Provided passage:
%%

Categorization of employment growth by occupation allows mapping of each new job to training requirements. Data from the U.S. Bureau of Labor Statistics identifies the standard educational attainment for each occupation. This information is used to estimate how many new recipients of certifications and degrees are needed to fill the new jobs created by the capital expenditure.

Applications of the model

Given a capital investment amount and an industry, one can project jobs growth for nearly 800 occupations (as categorized by the Standard Occupational Classification system) in 85 three-digit subsectors (as categorized by the North American Industry Classification System). Such a model is versatile not only in predicting the workforce impact of new capital investment, but also in assessing how well the current workforce meets the needs of a regional economy.

Growth in high-wage, high-demand jobs is of priority interest to policymakers. Newly emerging industries, such as electric vehicles, computer chips and biotechnology, and new specific occupations that support them, such as robotics engineers, data scientists and genetics specialists, receive special attention because states and regions know they are the highest value drivers of economic expansion. The model proposed here can be used to score how well new capital investments achieve the type of structural industry and workforce changes desired by government officials.

This methodology can also be used to develop state heatmaps for workforce development. Policymakers can determine which regions are primed for growth and investment in certain industries and occupations. Tendencies toward specialization, emergence of new industry clusters and decline of established industry clusters can be predicted for any region based upon changes in the strength of match between the industry structure of economic output and the occupational structure of the workforce. Dramatic changes in this match suggest extraordinary regional economic shifts typically driven by technology change, large investments and the exit and entry of old and new employers.  

Tendencies toward specialization, emergence of new industry clusters and decline of established industry clusters can be predicted for any region based upon changes in the strength of match between the industry structure of economic output and the occupational structure of the workforce.

The model can be extended to appraise the sufficiency of local housing stock and the larger infrastructure that supports it. Predicted new employment volume by occupation can be stratified by expected income groups and then used to forecast new demand for housing at lower and upper ends of the real estate market. Just as educational and training capacity can be a bottleneck in upskilling a workforce to match elevated industry needs, constraints on affordable housing can also impede a sufficient supply of workers. Given new capital investment in a region, policymakers must adequately address how local communities will accommodate additions to their population.

Conclusion

Negotiation for and adjustment to new capital investment requires analysis of how well a regional workforce can meet new talent needs in certain industries. Data aggregated at a national level can be used to build a model that forecasts required regional employment volume for industries and occupations defined at a detail level. Workforce strength can be assessed in terms of how well it matches the individual industry structure of a region. Opportunities for public policy to fill talent gaps can be identified in a sophisticated way.

In practice, use of the model in policy planning requires acceptance of mathematical sophistication that often raises suspicion. The methodology must be explainable, forecasts should be believable and political neutrality has to be unquestionable. Translation of the model into practice is best done through regional case studies that quantitatively refine and place in context any forecasts offered by the model. This enables a shift to regional storytelling that makes workforce assessment and policy recommendations digestible for politicians and constituencies.

%%

Dataset entries:
%%

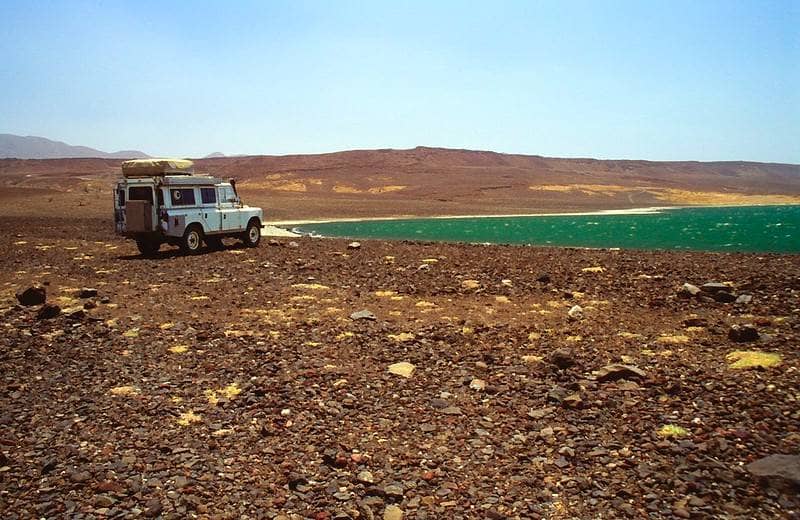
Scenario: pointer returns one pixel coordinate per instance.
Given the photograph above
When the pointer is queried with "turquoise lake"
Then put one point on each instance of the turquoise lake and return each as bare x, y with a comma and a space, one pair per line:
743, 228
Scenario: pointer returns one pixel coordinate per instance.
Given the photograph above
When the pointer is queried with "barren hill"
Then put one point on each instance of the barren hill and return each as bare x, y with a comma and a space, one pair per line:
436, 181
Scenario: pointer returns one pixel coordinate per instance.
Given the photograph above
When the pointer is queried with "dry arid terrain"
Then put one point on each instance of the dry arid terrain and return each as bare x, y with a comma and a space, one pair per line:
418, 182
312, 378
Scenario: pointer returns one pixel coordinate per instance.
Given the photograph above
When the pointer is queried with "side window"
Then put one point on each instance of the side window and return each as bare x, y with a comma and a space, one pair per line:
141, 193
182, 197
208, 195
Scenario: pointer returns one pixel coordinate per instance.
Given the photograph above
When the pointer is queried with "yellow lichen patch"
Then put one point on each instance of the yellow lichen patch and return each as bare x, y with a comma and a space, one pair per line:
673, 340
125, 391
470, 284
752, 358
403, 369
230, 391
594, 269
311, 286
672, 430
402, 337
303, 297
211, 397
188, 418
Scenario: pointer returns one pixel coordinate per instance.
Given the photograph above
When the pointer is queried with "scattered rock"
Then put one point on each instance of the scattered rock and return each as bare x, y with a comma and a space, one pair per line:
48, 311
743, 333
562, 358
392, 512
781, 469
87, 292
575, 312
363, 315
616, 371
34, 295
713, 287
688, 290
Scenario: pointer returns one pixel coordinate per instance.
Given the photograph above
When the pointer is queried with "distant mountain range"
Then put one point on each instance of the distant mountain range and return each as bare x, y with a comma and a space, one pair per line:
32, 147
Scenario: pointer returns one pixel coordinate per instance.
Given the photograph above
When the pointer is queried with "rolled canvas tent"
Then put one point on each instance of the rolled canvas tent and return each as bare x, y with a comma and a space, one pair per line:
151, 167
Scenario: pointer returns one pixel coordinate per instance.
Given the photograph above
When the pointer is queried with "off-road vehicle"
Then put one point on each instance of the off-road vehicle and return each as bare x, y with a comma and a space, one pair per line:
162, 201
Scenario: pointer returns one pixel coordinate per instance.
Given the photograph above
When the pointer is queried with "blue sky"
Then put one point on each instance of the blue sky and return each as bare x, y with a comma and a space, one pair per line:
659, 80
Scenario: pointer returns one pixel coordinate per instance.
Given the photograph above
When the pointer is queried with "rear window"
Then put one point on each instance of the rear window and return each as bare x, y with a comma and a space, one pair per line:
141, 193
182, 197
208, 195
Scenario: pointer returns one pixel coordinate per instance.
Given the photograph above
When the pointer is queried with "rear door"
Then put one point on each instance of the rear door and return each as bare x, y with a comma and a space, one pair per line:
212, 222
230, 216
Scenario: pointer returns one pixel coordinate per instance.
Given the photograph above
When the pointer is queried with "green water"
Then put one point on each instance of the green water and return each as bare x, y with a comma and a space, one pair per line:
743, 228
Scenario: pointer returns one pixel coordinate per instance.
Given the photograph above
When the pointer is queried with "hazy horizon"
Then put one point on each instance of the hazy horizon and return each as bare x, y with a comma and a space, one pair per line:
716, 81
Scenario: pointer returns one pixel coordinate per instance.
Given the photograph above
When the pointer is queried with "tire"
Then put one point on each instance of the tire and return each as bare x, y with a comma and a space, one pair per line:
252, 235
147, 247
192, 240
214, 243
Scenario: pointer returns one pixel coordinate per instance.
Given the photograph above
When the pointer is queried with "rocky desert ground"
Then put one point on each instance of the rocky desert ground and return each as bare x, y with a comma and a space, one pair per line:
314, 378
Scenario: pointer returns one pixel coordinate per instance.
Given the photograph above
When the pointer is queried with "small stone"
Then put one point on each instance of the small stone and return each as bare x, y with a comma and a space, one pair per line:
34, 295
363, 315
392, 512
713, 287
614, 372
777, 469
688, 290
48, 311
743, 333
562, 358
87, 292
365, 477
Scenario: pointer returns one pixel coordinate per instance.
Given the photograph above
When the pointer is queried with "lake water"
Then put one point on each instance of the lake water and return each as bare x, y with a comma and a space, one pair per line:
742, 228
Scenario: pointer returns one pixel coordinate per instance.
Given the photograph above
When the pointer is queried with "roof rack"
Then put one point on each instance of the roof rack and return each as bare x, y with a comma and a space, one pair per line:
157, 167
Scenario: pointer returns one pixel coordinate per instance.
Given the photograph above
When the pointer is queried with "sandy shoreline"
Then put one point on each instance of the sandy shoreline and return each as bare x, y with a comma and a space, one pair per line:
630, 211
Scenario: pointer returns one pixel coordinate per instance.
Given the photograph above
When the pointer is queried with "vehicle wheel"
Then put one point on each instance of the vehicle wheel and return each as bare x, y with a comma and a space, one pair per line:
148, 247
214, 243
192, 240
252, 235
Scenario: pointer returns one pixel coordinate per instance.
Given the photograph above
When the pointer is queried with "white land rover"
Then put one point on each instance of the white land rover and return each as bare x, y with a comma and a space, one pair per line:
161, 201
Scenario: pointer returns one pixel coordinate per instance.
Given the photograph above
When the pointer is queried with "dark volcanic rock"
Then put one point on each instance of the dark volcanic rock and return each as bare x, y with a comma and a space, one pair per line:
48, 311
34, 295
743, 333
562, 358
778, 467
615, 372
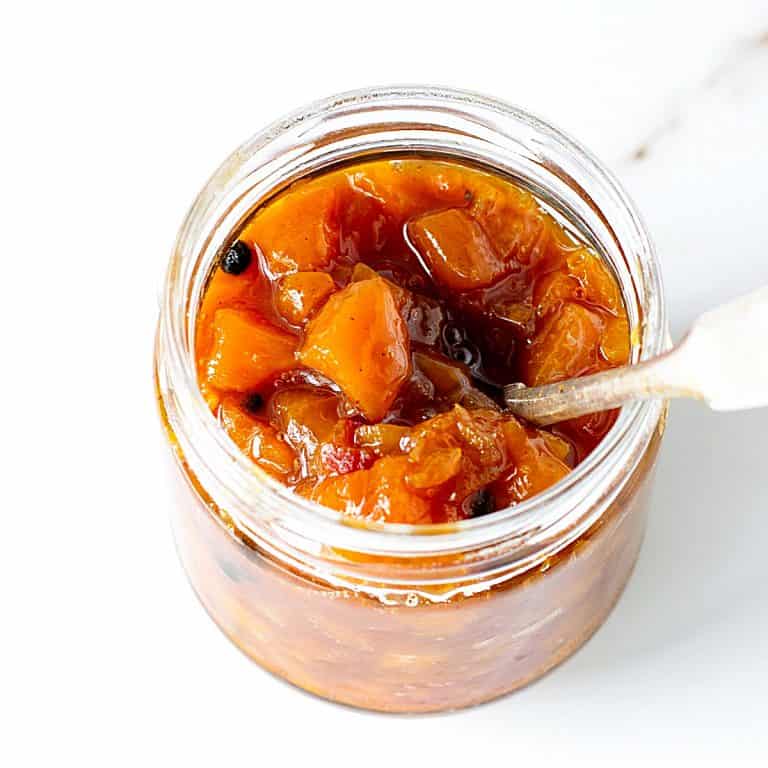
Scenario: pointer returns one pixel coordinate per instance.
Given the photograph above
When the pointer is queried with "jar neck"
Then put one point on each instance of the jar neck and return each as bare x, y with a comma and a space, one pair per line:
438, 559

%%
%%

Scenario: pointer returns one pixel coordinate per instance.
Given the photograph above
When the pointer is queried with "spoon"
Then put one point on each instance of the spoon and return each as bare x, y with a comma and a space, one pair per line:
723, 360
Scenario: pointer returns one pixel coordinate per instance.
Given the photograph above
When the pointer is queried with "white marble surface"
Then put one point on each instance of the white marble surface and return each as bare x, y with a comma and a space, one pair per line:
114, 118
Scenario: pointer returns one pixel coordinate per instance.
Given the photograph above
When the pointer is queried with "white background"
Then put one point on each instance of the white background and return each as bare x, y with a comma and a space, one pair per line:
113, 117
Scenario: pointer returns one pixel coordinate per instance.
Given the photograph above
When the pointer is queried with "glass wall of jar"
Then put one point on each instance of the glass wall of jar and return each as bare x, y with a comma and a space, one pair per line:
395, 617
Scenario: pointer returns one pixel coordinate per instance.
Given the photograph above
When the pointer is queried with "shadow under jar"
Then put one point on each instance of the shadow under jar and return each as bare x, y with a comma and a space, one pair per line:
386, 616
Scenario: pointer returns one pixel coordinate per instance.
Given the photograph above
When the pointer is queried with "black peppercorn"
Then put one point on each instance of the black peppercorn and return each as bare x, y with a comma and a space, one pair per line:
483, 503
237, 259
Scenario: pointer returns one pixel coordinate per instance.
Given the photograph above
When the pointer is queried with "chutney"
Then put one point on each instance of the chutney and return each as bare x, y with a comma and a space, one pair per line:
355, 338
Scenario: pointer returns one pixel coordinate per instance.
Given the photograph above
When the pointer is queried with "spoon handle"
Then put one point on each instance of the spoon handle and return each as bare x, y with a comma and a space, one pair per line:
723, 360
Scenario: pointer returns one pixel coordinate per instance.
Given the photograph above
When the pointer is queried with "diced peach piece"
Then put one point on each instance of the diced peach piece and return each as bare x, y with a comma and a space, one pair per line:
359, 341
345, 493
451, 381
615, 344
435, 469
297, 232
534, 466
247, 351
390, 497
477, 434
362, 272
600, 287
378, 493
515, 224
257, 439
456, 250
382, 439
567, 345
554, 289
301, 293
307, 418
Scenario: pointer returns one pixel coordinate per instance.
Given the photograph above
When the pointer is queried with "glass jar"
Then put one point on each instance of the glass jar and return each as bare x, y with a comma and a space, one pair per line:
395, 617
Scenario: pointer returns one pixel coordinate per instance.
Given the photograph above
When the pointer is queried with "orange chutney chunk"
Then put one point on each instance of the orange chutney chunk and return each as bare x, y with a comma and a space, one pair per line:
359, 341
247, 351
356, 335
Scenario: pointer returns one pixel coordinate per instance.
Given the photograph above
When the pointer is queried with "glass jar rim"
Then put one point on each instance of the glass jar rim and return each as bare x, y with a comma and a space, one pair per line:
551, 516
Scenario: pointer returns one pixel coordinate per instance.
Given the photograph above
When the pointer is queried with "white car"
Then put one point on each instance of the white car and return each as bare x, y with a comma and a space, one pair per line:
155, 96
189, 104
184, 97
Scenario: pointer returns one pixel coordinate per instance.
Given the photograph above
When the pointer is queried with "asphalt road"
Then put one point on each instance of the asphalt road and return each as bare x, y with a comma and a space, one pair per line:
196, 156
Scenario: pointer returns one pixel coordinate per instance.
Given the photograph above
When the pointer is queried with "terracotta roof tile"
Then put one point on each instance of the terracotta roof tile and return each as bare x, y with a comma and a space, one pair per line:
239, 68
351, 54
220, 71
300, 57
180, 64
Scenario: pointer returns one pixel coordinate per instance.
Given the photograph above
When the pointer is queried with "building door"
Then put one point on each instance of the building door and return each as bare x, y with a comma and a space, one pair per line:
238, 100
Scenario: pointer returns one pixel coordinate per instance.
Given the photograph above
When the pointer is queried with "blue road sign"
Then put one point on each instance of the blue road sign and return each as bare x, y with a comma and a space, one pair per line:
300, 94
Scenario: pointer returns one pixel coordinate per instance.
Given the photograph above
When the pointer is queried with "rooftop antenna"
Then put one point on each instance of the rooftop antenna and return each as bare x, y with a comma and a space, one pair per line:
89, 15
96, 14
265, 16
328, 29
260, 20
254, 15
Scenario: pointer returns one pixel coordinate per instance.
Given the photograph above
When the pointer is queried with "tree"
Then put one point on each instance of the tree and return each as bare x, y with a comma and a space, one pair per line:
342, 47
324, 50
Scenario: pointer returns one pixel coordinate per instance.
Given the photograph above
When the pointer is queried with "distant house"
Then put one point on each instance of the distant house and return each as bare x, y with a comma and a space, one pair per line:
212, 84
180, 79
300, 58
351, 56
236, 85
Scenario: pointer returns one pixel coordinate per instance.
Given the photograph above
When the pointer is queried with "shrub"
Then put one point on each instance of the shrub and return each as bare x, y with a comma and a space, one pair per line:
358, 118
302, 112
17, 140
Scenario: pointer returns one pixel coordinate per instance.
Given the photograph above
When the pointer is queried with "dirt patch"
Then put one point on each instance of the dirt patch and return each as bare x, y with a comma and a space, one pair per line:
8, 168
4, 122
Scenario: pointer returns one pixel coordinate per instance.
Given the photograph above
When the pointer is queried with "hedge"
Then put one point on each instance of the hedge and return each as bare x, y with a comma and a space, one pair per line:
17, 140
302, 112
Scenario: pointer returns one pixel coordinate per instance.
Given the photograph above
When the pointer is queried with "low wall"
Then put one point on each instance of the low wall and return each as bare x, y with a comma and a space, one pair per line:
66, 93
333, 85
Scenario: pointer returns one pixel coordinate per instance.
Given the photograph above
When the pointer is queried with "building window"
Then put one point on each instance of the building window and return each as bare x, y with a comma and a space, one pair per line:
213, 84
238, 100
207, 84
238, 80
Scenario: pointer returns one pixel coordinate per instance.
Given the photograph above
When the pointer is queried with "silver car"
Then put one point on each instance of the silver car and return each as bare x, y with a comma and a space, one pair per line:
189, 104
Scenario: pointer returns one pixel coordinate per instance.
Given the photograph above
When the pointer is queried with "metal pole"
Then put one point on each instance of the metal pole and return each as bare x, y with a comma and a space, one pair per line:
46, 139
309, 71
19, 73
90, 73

%%
%%

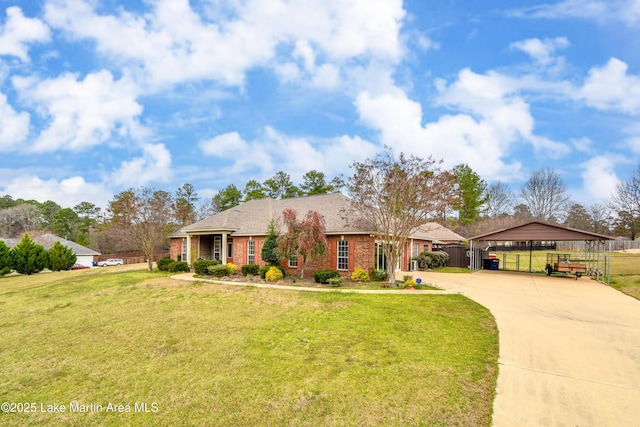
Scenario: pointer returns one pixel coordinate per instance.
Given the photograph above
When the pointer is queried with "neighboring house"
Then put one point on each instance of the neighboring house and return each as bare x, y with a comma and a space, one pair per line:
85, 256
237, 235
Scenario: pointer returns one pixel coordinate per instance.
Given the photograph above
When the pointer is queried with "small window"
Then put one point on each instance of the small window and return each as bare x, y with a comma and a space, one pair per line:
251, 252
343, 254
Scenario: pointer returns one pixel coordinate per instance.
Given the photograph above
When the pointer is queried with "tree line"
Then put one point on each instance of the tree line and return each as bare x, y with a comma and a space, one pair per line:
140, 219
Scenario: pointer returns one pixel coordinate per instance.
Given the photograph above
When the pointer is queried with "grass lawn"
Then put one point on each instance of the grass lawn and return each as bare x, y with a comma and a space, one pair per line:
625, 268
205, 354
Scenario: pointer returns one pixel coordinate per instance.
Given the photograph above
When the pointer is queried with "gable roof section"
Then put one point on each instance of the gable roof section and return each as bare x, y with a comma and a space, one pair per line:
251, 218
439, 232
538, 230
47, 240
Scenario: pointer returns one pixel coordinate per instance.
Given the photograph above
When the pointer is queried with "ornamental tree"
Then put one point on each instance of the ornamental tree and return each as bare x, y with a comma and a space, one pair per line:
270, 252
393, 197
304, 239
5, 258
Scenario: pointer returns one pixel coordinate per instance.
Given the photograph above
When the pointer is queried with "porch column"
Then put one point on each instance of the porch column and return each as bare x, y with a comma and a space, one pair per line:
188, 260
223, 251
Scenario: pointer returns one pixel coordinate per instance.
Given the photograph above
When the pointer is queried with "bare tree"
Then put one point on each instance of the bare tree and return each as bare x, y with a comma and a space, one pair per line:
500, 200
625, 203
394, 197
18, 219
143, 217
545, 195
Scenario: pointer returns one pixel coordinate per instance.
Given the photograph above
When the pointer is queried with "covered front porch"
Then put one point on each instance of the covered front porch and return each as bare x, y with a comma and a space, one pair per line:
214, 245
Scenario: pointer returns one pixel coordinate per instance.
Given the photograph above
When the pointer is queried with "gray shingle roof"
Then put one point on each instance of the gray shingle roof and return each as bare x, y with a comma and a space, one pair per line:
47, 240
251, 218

%%

Problem requirements: Please write out the stretch of the workforce model passage from "Categorization of employment" through "the capital expenditure.", word for word.

Solution below:
Categorization of employment growth by occupation allows mapping of each new job to training requirements. Data from the U.S. Bureau of Labor Statistics identifies the standard educational attainment for each occupation. This information is used to estimate how many new recipients of certifications and degrees are needed to fill the new jobs created by the capital expenditure.